== QUOTED PASSAGE

For example, if interest rates were expected to increase, the Fund might enter
into futures contracts for the sale of debt securities. Such a sale would have
much the same effect as if the Fund sold bonds that it owned, or as if the
Fund sold longer-term bonds and purchased shorter-term bonds. If interest
rates did increase, the value of the Fund's debt securities would decline, but
the value of the futures contracts would increase, thereby keeping the net
asset value of the Fund from declining as much as it otherwise would have.
Similar results could be accomplished by selling bonds, or by selling bonds
with longer maturities and investing in bonds with shorter maturities.
However, by using futures contracts, the Fund avoids having to sell its
securities.

    Similarly, when it is expected that interest rates may decline, a Fund
might enter into futures contracts for the purchase of debt securities. Such a
transaction would be intended to have much the same effect as if the Fund
purchased bonds, or as if the Fund sold shorter-term bonds and purchased
longer-term bonds. If interest rates did decline, the value of the futures
contracts would increase.

    Although the use of futures for hedging should tend to minimize the risk
of loss due to a decline in the value of the hedged position (e.g., if a Fund
sells a futures contract to protect against losses in the debt securities held
by the Fund), at the same time the futures contracts limit any potential gain
which might result from an increase in value of a hedged position.

    In addition, the ability effectively to hedge all or a portion of a Fund's
investments through transactions in futures contracts depends on the degree to
which movements in the value of the debt securities underlying such contracts
correlate with movements in the value of the Fund's securities. If the security
underlying a futures contract is different than the security being hedged, they
may not move to the same extent or in the same direction. In that event, the
Fund's hedging strategy might not be successful and the Fund could sustain
losses on these hedging transactions which would not be offset by gains on the
Fund's other investments or, alternatively, the gains on the hedging transaction
might not be sufficient to offset losses on the Fund's other investments. It is
also possible that there may be a negative correlation between the security
underlying a futures contract and the securities being hedged, which could
result in losses both on the hedging transaction and the securities. In these
and other instances, the Fund's overall return could be less than if the hedging
transactions had not been undertaken. Similarly, even where a Fund enters into
futures transactions other than for hedging purposes, the effectiveness of its
strategy may be affected by lack of correlation between changes in the value of
the futures contracts and changes in value of the securities which the Fund
would otherwise buy and sell.

====

WRITTEN PROBLEM 1:
Write out the passage on futures hedging, starting with "However, by using" and going on through "contracts would increase.".
WRITTEN PROBLEM 2:
In the passage on futures hedging, what does the Fund avoid by using futures contracts rather than selling bonds?

== EXTRACTED INFORMATION

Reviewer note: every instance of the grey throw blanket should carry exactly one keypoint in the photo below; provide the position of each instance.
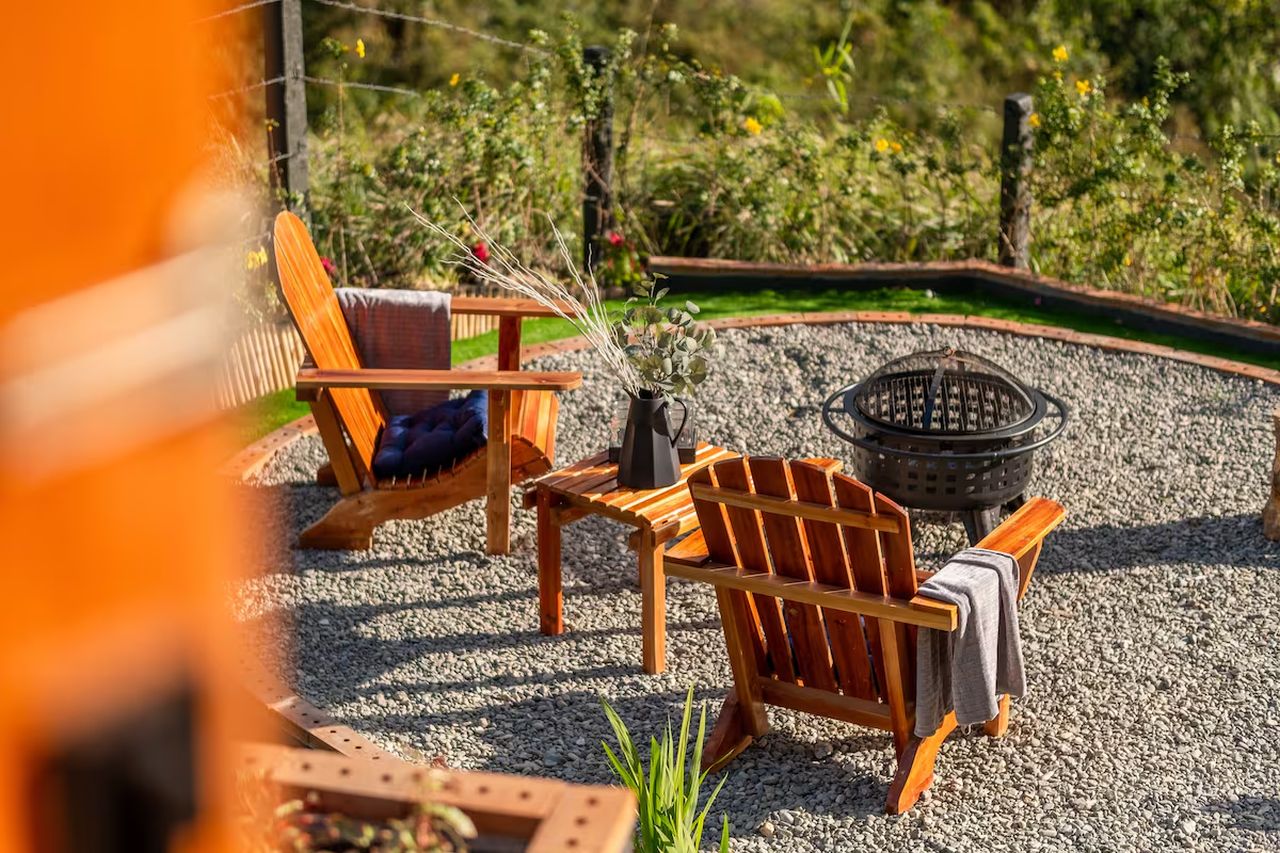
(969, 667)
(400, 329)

====
== EXTRACTED INFORMATION

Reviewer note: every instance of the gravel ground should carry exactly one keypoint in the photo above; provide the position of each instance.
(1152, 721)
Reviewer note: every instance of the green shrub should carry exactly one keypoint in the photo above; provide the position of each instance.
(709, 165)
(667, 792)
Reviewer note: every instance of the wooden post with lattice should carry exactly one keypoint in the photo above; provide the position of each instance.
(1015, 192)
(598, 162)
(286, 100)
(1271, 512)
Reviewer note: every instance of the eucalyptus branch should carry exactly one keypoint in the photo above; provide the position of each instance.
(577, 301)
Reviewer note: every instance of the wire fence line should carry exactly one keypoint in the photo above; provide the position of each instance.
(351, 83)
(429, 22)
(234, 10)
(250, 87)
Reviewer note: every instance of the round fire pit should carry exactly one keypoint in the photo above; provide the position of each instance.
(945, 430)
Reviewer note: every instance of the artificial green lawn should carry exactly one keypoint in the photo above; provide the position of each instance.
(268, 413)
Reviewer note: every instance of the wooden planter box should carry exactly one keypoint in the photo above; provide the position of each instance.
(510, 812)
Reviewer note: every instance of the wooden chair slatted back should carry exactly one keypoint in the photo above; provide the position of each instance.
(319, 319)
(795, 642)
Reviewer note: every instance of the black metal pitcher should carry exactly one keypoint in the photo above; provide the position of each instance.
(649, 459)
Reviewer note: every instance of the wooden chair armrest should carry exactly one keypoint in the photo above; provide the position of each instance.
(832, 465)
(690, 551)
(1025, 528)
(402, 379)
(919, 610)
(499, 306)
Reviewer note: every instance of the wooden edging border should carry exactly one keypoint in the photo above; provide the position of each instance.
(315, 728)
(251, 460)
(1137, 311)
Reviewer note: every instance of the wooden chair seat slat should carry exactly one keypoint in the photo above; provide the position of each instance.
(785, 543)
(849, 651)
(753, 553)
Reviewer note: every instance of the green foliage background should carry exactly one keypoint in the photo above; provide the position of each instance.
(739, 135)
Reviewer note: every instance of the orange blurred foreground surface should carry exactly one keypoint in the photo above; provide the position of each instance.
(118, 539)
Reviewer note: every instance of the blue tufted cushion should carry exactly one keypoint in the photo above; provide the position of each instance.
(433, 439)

====

EXERCISE ANSWER 1:
However, by using futures contracts, the Fund avoids having to sell its
securities.

    Similarly, when it is expected that interest rates may decline, a Fund
might enter into futures contracts for the purchase of debt securities. Such a
transaction would be intended to have much the same effect as if the Fund
purchased bonds, or as if the Fund sold shorter-term bonds and purchased
longer-term bonds. If interest rates did decline, the value of the futures
contracts would increase.

EXERCISE ANSWER 2:
It avoids having to sell its securities.